» **DESCRIÇÃO DO PROBLEMA**: Por favor, separe dos itens abaixo cada linha em que aparece a palavra "grass" e copie essas linhas.

» **MATERIAL FORNECIDO**:
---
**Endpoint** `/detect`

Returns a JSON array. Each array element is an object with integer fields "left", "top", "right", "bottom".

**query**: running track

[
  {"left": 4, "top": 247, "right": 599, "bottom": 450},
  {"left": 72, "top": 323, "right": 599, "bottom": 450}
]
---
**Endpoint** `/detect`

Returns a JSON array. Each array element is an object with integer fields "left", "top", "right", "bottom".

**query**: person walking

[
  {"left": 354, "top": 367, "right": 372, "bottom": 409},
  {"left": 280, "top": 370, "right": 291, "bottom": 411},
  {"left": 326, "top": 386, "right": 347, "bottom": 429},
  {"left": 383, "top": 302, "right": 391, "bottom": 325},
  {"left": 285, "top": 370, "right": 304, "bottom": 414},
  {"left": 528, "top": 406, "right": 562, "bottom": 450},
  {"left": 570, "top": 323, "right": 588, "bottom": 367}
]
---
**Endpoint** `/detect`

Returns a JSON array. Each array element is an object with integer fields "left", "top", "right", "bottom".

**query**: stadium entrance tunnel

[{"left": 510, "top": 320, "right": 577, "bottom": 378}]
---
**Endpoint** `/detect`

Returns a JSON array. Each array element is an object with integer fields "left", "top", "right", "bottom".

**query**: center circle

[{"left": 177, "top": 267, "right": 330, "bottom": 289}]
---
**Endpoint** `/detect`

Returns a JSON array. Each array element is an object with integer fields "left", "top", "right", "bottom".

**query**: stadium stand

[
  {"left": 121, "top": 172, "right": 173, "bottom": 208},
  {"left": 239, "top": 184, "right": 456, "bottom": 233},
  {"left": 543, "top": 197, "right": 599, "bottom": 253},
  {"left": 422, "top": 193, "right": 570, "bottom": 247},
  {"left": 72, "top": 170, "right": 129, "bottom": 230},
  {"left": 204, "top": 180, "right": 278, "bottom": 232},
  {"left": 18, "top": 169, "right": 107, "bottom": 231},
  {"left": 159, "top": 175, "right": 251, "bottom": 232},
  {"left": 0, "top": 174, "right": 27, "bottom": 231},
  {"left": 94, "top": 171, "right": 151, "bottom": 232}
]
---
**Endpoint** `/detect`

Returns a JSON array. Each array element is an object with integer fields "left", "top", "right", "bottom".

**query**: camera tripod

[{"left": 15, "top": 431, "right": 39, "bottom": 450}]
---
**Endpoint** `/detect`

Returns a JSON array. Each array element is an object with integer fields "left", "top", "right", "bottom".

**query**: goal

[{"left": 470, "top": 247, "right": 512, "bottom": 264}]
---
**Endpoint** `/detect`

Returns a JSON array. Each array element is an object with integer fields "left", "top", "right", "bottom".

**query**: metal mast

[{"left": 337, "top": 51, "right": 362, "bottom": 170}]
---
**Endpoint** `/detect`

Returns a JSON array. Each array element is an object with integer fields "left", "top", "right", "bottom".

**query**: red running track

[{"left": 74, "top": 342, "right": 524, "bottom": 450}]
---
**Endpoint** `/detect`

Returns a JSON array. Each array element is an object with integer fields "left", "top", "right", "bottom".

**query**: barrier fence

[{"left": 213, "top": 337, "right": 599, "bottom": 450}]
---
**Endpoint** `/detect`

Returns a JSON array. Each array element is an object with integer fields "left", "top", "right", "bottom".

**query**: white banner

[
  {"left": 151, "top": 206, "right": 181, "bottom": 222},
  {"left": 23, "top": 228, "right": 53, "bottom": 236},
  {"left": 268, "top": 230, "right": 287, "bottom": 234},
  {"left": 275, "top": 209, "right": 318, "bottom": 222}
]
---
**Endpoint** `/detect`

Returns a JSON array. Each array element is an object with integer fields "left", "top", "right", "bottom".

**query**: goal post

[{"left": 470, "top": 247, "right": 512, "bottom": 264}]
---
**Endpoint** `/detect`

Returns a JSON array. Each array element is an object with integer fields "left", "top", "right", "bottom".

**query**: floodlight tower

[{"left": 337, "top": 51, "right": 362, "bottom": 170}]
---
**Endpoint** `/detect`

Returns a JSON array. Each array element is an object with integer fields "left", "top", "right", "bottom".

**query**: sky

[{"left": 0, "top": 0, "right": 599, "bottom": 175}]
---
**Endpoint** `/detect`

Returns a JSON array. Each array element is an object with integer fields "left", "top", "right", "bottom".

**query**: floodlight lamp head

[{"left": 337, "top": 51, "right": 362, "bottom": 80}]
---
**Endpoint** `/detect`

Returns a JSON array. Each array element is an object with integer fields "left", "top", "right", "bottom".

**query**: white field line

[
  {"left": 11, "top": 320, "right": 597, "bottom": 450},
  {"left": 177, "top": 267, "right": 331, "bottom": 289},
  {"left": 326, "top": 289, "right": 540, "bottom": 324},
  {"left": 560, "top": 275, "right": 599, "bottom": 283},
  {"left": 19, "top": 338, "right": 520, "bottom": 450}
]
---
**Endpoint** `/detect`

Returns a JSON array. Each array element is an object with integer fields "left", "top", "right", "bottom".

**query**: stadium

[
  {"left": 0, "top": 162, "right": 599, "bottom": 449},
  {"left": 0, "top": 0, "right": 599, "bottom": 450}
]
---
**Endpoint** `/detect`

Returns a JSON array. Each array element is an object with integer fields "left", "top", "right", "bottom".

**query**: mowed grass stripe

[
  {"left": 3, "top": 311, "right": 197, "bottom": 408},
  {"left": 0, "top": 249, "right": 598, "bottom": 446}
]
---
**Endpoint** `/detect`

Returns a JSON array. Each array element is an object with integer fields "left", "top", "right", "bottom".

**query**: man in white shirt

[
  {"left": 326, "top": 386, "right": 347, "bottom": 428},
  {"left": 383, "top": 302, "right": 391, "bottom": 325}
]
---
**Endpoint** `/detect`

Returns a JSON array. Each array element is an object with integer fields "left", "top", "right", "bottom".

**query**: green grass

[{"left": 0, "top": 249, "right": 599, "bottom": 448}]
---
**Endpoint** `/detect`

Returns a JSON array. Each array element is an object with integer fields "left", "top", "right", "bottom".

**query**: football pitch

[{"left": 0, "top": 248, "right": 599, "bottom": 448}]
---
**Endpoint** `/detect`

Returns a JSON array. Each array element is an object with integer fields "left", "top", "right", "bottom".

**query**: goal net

» **RESULTADO DA TAREFA**:
**query**: mowed grass stripe
**query**: green grass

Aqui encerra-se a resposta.